+++ SEKCJA DANYCH +++
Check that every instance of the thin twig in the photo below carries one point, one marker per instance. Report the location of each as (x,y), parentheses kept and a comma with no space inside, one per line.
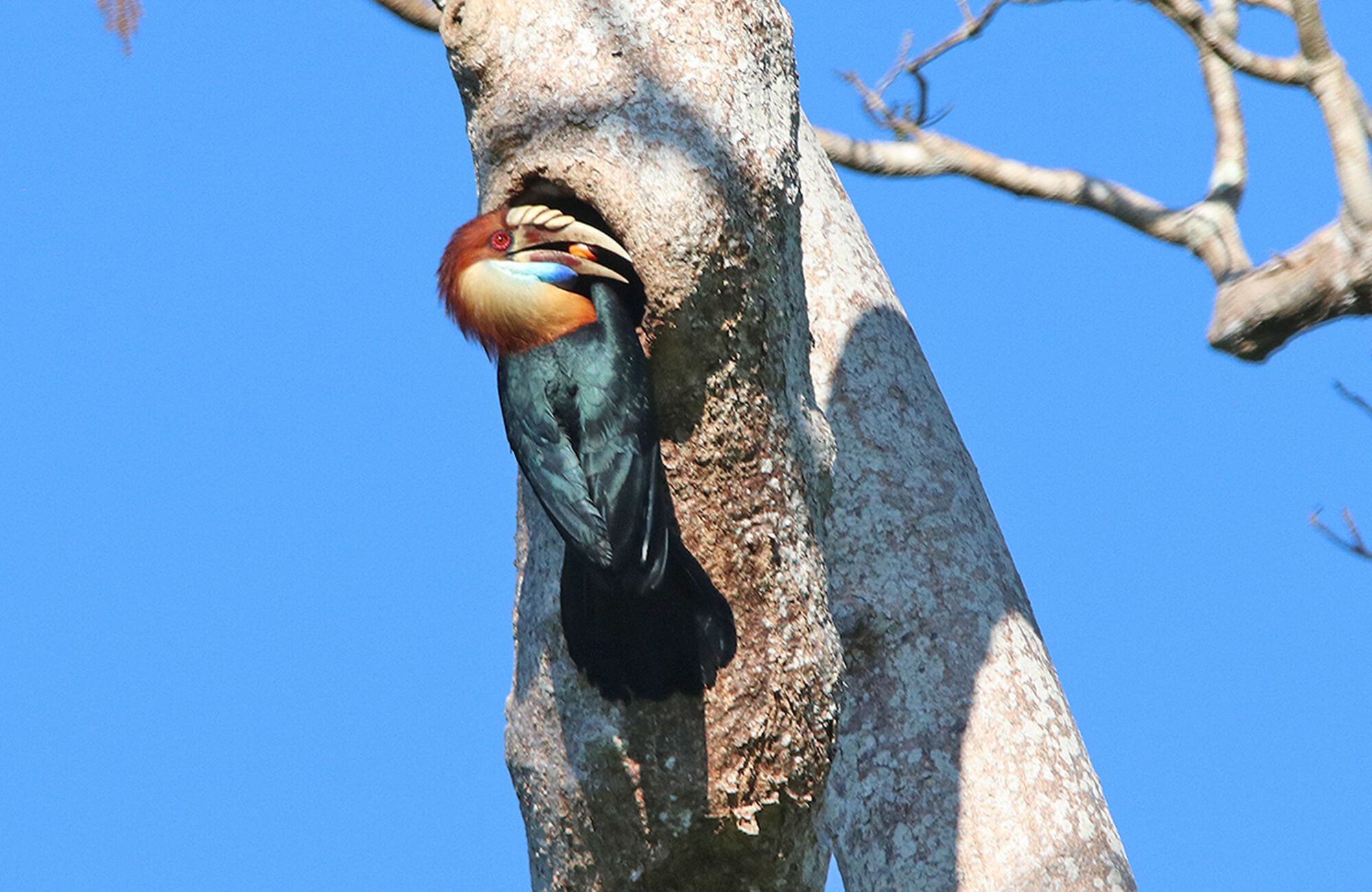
(1257,308)
(418,13)
(1353,544)
(1348,394)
+++
◆ CEL ZADANIA ◆
Proszę wyodrębnić z powyższych wpisów wszystkie wiersze zawierające słowo „marker”, przy czym wielkość liter ma znaczenie.

◆ ODPOWIEDŹ NA ZADANIE ◆
Check that every instance of the thin twig in the photo below carries one point, one marker per instance. Report the location of each as (x,y), parentheses kept and a comma with no space inside, one per line.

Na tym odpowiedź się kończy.